Object pointing dataset rows:

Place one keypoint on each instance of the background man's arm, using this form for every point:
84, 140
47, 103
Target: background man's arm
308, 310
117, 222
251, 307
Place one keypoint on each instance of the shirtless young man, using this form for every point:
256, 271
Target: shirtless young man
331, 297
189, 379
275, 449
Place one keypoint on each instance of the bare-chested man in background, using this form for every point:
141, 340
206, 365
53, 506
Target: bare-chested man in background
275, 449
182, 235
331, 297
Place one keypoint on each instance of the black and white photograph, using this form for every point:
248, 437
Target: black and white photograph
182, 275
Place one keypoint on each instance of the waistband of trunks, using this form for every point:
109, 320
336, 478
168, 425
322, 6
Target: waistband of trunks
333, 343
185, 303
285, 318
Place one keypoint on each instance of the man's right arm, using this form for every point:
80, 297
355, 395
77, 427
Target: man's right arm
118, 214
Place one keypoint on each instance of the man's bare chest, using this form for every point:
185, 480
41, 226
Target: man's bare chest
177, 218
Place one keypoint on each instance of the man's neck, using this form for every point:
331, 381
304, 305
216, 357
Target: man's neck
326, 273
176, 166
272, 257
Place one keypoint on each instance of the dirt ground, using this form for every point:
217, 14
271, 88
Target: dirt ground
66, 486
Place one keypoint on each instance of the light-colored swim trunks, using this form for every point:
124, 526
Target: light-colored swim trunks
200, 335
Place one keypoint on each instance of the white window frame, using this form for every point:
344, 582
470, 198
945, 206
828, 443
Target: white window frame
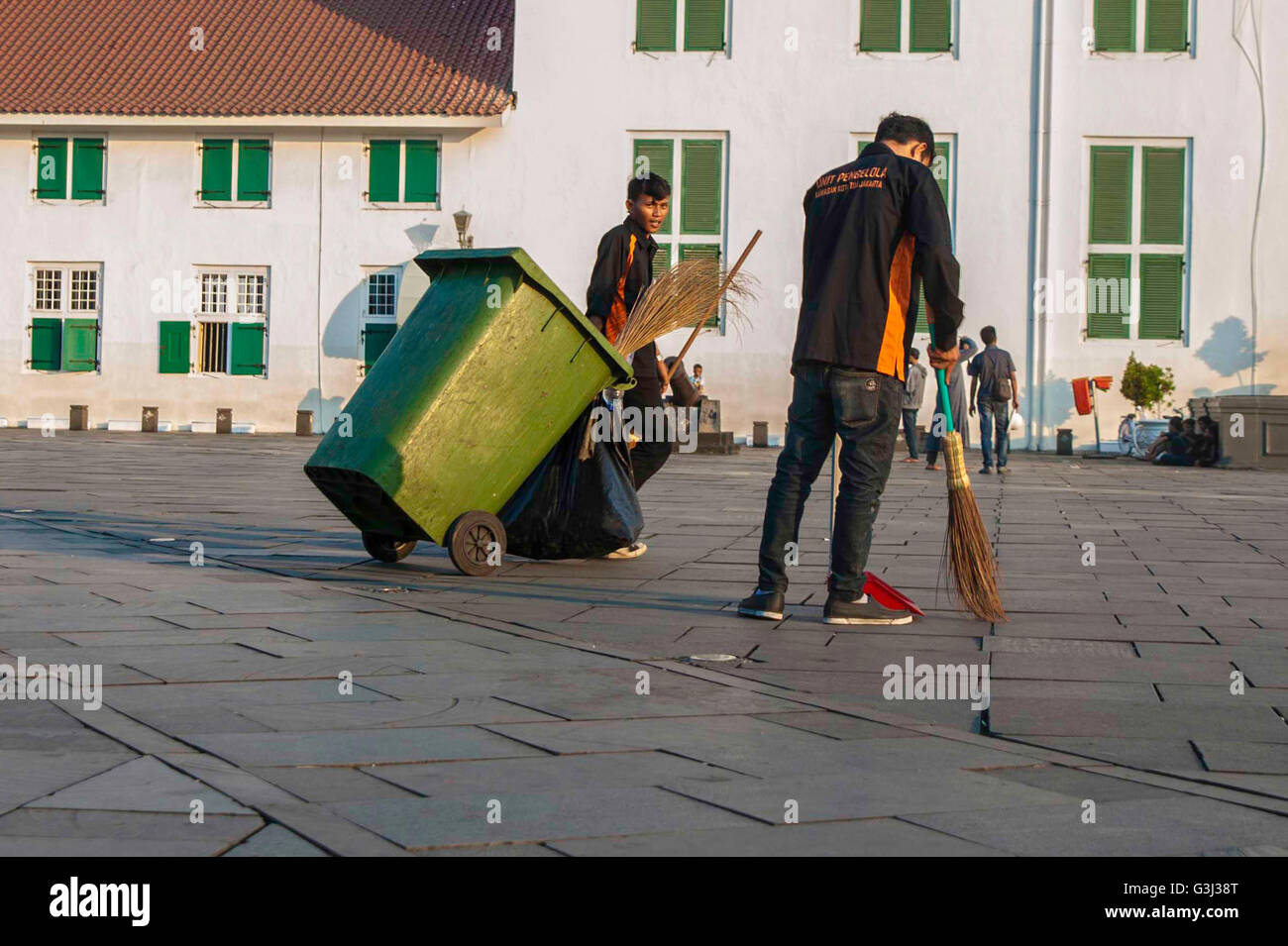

→ **TASK TO COMPLETE**
Write out every line above exactly as it is, leaving out the pictures.

→ **RESPONSE BELOW**
Place one keypoint on each instance of the background man's arm, using this form for every point:
84, 140
47, 103
Target: background man's arm
308, 310
117, 222
251, 307
Place one keypoint on each instance of the shirtless young man, using this form for every point:
256, 271
Target: shirtless young man
331, 297
189, 379
275, 449
Place one keypoint on each instance of the bare-chested man in background, using this form for every point:
141, 340
206, 365
53, 506
Target: bare-chested man in background
275, 449
182, 235
331, 297
Place one keypoint on each instance of the black and white photograph, using this form for every point:
248, 437
Target: black and white photograph
182, 275
Place one keypoint on each instance of the waistband of trunks, using this form for every point:
109, 320
336, 478
168, 425
322, 6
Target: waistband of trunks
333, 343
185, 303
285, 318
Place one keypoint on each instance of the man's right arm, using this form for every point:
80, 297
355, 395
77, 427
Target: man's right arm
118, 214
Place one keypoint on each instance of the man's bare chest, using this form for every point:
185, 480
41, 226
Target: man's bare chest
177, 218
Place one keypoint on each instance of the man's neck, using this form for every point:
331, 381
304, 305
216, 357
Target: man's neck
326, 273
176, 166
272, 257
Place one keypoint on each instance of the dirt ground, using this form for every point:
217, 14
271, 88
Target: dirt ground
66, 486
Place one keypoint on each instance of the light-colored swim trunks, using this form for every point:
124, 526
Target: light-colored swim trunks
200, 335
Place one keypoint on each instance of the white window frame, using this form for every point:
344, 582
470, 198
945, 206
828, 443
Target: white window frame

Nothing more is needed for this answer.